Extracted records |

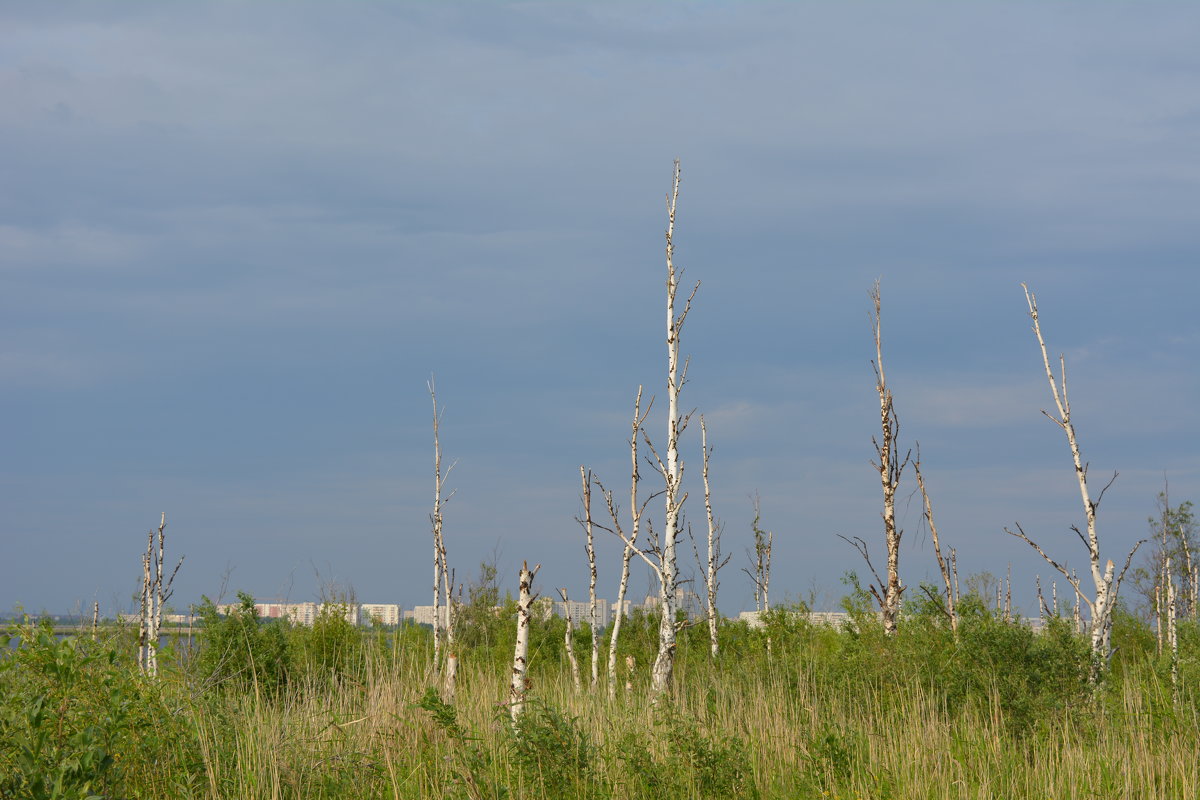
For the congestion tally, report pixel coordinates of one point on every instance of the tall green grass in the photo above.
(270, 711)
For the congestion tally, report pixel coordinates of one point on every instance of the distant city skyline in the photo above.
(237, 240)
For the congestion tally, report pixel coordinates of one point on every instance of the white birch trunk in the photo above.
(635, 512)
(891, 468)
(147, 608)
(1173, 639)
(521, 651)
(1105, 579)
(593, 625)
(450, 674)
(672, 471)
(937, 547)
(714, 548)
(443, 629)
(569, 641)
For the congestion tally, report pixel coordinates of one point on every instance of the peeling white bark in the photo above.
(521, 651)
(672, 471)
(635, 512)
(569, 641)
(1105, 579)
(891, 469)
(593, 623)
(443, 577)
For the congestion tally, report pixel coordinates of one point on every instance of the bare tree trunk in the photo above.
(1173, 638)
(155, 595)
(1104, 577)
(714, 549)
(1008, 595)
(760, 561)
(889, 468)
(147, 607)
(951, 599)
(1159, 627)
(635, 512)
(672, 470)
(521, 653)
(593, 624)
(443, 627)
(569, 641)
(450, 675)
(1043, 609)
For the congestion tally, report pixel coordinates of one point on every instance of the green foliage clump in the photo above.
(553, 755)
(237, 651)
(681, 759)
(77, 721)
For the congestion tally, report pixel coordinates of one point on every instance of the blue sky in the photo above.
(237, 239)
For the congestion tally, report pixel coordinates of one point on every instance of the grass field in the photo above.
(793, 710)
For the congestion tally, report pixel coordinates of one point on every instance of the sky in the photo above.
(238, 239)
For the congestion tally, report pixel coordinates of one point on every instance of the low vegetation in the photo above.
(262, 709)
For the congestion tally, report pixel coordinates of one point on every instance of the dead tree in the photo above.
(714, 563)
(155, 595)
(891, 468)
(443, 577)
(521, 651)
(667, 569)
(635, 521)
(569, 639)
(760, 561)
(1104, 577)
(589, 548)
(942, 566)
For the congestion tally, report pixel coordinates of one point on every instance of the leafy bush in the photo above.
(555, 755)
(237, 650)
(77, 721)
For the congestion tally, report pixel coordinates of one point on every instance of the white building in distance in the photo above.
(379, 613)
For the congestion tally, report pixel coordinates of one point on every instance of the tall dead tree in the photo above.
(589, 548)
(663, 557)
(443, 577)
(891, 468)
(1104, 577)
(521, 651)
(671, 469)
(569, 639)
(635, 519)
(155, 595)
(760, 560)
(943, 567)
(714, 561)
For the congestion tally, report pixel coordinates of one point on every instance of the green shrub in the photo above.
(238, 651)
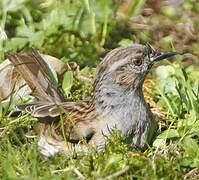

About this exercise | Go to the line that contains "bush in the photo above." and copy exactly from there through the last line of the records above, both included. Omit pictures.

Result |
For the congestion tally, report pixel coordinates of one point on every instance of the leafy bush in the photo above.
(555, 755)
(237, 650)
(77, 721)
For the congestion tally, report pixel coordinates of one point on every instance of the white building in distance in the photo above.
(379, 613)
For the congestion tally, report pixel coordinates of one point on every instance of the tall dead tree in the photo above.
(589, 548)
(663, 557)
(443, 577)
(891, 468)
(1104, 577)
(521, 651)
(671, 469)
(569, 639)
(635, 519)
(155, 595)
(760, 560)
(943, 567)
(714, 561)
For the congestion tally, report pixel coordinates of one point on every instance of the green shrub in the photo above.
(238, 651)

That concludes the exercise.